* _WHAT IS EXPECTED_:
Copy out word for word the part of the records that opens with the line containing "In this exercise you will indicate the sign" and runs through the end of the records.

* _RAW RECORDS_:
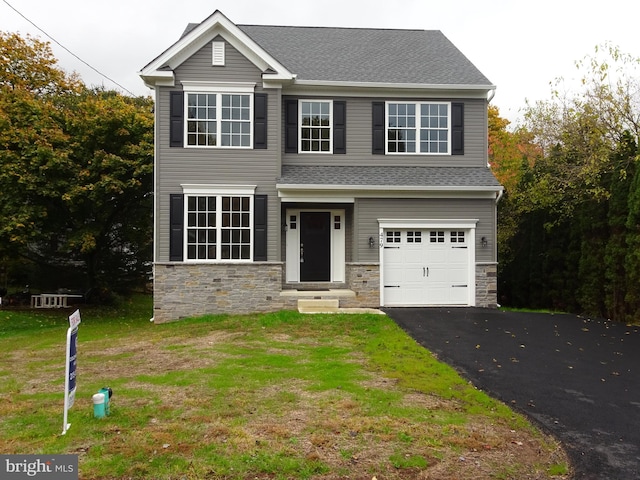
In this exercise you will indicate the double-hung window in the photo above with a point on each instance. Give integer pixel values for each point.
(218, 120)
(316, 126)
(218, 115)
(218, 225)
(418, 128)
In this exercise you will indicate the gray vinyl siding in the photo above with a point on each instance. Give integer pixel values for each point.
(359, 138)
(369, 210)
(176, 166)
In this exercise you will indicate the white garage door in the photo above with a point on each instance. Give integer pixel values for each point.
(426, 267)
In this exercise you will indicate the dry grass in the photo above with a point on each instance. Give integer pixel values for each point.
(275, 420)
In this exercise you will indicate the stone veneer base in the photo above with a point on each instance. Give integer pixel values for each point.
(192, 289)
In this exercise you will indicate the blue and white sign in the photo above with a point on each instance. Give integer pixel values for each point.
(71, 364)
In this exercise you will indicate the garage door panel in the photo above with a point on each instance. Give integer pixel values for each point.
(427, 268)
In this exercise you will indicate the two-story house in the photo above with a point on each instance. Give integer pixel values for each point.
(325, 163)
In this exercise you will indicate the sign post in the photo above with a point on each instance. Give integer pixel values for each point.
(70, 370)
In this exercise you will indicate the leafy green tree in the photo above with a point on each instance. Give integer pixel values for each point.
(75, 171)
(574, 208)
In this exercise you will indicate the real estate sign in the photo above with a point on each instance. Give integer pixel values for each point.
(70, 369)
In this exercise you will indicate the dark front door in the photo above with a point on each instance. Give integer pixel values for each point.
(315, 249)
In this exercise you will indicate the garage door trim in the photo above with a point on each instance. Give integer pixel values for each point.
(429, 224)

* _EXPECTED ANSWER_:
In this exercise you will indicate the sign post in the photo above with a point on each instance. Give integer pixel values for each point.
(70, 370)
In this exercise you will indicate the leafy green tree in the photo above with a point on each instance. Give integer pixel values for each point.
(75, 171)
(574, 208)
In this exercise you will indicate the real estate sign in the photo above with a point on each instance. Give integer pixel values for each point.
(70, 369)
In this exercise you will indicate the dark front door in the photo above with a point on each instance. Give integer pixel values for each point.
(315, 249)
In this exercise you will indicate the garage door trim in the photo above with a point on each instance. Give integer pixel values for each point.
(429, 224)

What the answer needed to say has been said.